**PROBLEM STATEMENT**
Repeat the whole listing exactly as written.

[start of DATASET RECORDS]

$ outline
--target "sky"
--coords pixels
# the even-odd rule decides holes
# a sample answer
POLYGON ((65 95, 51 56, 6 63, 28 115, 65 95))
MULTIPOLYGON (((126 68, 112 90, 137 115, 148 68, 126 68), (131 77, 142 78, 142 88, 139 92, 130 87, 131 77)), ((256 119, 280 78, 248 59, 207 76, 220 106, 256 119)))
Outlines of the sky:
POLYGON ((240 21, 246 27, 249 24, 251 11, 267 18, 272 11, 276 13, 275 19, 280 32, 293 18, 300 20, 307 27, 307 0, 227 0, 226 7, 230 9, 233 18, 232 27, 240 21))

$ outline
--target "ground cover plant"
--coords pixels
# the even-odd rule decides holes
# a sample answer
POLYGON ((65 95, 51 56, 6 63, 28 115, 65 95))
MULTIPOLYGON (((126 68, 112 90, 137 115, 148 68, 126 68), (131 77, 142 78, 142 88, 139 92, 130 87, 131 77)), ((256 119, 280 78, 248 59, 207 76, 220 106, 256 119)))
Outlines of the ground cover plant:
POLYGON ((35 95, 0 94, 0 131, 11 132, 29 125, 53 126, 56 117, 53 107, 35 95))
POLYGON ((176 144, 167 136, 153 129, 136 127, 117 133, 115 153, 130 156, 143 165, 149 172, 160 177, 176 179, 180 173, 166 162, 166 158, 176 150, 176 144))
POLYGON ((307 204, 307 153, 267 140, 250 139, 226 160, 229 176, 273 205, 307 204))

[end of DATASET RECORDS]

**SOLUTION TO THE EXERCISE**
$ outline
--target "sky"
--coords pixels
# the even-odd rule decides holes
# a sample answer
POLYGON ((65 95, 51 56, 6 63, 28 115, 65 95))
MULTIPOLYGON (((126 68, 112 90, 137 115, 148 68, 126 68), (131 77, 142 78, 142 88, 139 92, 130 87, 131 77)), ((256 119, 280 78, 248 59, 207 76, 220 106, 256 119)))
Outlines of the sky:
POLYGON ((240 21, 246 27, 249 24, 251 11, 267 18, 272 11, 276 13, 275 19, 280 32, 293 18, 300 20, 307 27, 307 0, 227 0, 226 7, 230 9, 233 18, 232 27, 240 21))

$ outline
--target "ground cover plant"
--coords pixels
# the even-odd rule decides holes
# a sample answer
POLYGON ((65 95, 51 56, 6 63, 28 115, 65 95))
MULTIPOLYGON (((126 68, 112 90, 137 115, 148 68, 126 68), (131 77, 142 78, 142 88, 139 92, 130 87, 131 77)), ((256 119, 280 78, 248 59, 207 76, 220 106, 256 119)))
Outlines of the ground cover plant:
POLYGON ((35 95, 0 94, 0 131, 11 132, 29 125, 53 126, 56 117, 53 107, 35 95))
POLYGON ((176 144, 167 136, 153 129, 136 127, 117 133, 115 153, 130 156, 143 165, 149 172, 160 177, 176 179, 180 173, 166 162, 166 158, 176 150, 176 144))
POLYGON ((307 204, 307 153, 267 140, 250 139, 226 160, 229 176, 273 205, 307 204))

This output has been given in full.